## [REQUESTS]
1. Copy everything in the excerpt about web feeds from "Douglas Adams –" down to "the site’s content.", word for word.
2. Carry on the piece about web feeds, picking up right after its last sentence.
:: EXCERPT PROVIDED
Far out in the uncharted backwaters of the unfashionable end of the western spiral arm of the Galaxy lies a small unregarded yellow sun. Orbiting this at a distance of roughly ninety-two million miles is an utterly insignificant little blue green planet whose ape-descended life forms are so amazingly primitive that they still think digital watches are a pretty neat idea.

Douglas Adams – The Hitchhiker’s Guide to the Galaxy

I don’t still wear a digital watch, but I do like other things that are almost as unhip. In particular, I pine for the time about twenty years ago when web feeds looked like they were about to take over the world. Everyone had their favourite feed reader (I still miss Google Reader) and pretty much any useful web site would produce one or more web feeds that you could subscribe to and follow through your feed reader. For a few years, it was almost unthinkable to produce a web site without publishing a feed which included the changes to the site’s content.
::::
:: RECORDED INFORMATION
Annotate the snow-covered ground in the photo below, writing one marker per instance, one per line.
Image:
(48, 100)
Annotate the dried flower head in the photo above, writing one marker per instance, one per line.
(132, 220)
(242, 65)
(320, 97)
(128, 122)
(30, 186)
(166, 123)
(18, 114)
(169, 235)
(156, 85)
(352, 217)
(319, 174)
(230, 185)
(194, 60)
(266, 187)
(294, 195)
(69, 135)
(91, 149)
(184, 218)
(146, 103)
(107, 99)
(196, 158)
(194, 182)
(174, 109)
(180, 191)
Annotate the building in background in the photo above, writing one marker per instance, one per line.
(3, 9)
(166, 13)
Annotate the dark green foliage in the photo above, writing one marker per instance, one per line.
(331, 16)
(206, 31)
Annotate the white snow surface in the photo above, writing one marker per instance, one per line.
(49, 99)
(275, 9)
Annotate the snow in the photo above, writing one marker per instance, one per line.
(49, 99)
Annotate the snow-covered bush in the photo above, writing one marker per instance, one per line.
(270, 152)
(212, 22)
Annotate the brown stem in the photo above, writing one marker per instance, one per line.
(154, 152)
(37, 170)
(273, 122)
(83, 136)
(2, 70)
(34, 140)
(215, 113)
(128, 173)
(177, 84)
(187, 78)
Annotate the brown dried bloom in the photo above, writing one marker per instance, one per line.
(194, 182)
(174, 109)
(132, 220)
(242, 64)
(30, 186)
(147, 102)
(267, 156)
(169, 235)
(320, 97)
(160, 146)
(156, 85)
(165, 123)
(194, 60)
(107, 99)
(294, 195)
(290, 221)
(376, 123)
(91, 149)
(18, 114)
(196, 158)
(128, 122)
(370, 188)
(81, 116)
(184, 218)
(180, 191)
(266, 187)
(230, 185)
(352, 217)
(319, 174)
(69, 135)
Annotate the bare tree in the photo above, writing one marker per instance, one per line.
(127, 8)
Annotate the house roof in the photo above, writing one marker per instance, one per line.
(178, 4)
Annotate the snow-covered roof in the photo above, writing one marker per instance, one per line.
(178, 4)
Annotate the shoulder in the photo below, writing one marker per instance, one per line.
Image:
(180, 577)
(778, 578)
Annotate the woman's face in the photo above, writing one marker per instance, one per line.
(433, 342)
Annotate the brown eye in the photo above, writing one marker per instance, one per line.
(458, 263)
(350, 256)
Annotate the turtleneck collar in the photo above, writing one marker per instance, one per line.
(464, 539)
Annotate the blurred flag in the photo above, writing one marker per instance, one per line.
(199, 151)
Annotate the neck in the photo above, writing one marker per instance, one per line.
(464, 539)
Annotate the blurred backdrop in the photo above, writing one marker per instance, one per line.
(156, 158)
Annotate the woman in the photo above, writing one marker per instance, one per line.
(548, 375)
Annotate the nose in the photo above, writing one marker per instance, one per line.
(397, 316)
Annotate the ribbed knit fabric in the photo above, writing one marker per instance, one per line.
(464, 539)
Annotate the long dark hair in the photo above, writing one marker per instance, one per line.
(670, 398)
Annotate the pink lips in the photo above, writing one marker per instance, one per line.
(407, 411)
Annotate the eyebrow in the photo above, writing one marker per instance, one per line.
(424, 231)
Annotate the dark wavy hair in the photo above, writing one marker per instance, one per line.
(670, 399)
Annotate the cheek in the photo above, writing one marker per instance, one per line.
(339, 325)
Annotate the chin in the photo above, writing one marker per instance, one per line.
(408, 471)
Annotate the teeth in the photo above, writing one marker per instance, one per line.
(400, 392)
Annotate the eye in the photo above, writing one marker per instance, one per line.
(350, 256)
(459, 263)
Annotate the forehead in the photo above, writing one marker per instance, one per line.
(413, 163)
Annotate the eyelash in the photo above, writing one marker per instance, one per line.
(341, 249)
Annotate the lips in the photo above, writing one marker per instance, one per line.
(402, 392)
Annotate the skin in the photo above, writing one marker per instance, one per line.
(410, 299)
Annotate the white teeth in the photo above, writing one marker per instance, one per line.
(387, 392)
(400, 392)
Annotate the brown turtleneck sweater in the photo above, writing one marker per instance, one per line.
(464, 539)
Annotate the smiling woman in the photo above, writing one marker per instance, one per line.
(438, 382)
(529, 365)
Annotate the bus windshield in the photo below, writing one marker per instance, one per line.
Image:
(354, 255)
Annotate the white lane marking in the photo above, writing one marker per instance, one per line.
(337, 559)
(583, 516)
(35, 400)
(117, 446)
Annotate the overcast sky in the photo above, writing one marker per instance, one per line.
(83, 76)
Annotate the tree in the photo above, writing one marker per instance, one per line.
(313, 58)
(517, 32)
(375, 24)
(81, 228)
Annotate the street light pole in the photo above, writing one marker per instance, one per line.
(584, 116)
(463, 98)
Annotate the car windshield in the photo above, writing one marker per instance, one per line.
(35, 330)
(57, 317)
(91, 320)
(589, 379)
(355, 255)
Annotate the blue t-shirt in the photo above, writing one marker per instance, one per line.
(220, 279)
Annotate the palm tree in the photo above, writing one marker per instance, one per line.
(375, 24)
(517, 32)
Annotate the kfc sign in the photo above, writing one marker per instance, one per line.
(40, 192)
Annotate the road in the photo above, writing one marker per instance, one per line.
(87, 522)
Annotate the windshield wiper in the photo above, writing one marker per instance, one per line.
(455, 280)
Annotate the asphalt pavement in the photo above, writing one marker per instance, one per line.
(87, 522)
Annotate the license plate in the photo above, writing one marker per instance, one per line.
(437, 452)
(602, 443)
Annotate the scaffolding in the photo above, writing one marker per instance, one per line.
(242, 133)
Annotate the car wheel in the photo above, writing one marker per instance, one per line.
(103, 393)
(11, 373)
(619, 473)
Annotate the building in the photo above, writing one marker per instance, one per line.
::::
## [IN RESPONSE]
1.
Douglas Adams – The Hitchhiker’s Guide to the Galaxy

I don’t still wear a digital watch, but I do like other things that are almost as unhip. In particular, I pine for the time about twenty years ago when web feeds looked like they were about to take over the world. Everyone had their favourite feed reader (I still miss Google Reader) and pretty much any useful web site would produce one or more web feeds that you could subscribe to and follow through your feed reader. For a few years, it was almost unthinkable to produce a web site without publishing a feed which included the changes to the site’s content.

2.
Then, at some point, that changed. It wasn’t that web feeds vanished overnight. They still exist for many sites. But they are no longer ubiquitous. You can’t guarantee they’ll exist for every site you’re interested in. I remember people saying that social media would replace them. I was never convinced by that argument but, interestingly, one of the first times I noticed them vanishing was when Twitter removed their web feed of a user’s posts. They wanted people to use their AP instead (so I wrote twitter-json2atom that turned their API’s JSON into an Atom feed – I suspect it no longer works). Honestly, I think the main reason for the fall in popularity of web feeds was that people wanted you to read their content on their web sites where the interesting content was surrounded by uninteresting adverts.

But, as I said, not all web feeds vanished. There are still plenty of them out there (often, I expect because the sites’ owners don’t realise they’re there or don’t know how to turn them off). And that means the web feed-driven technologies of the early 2000s can still be useful.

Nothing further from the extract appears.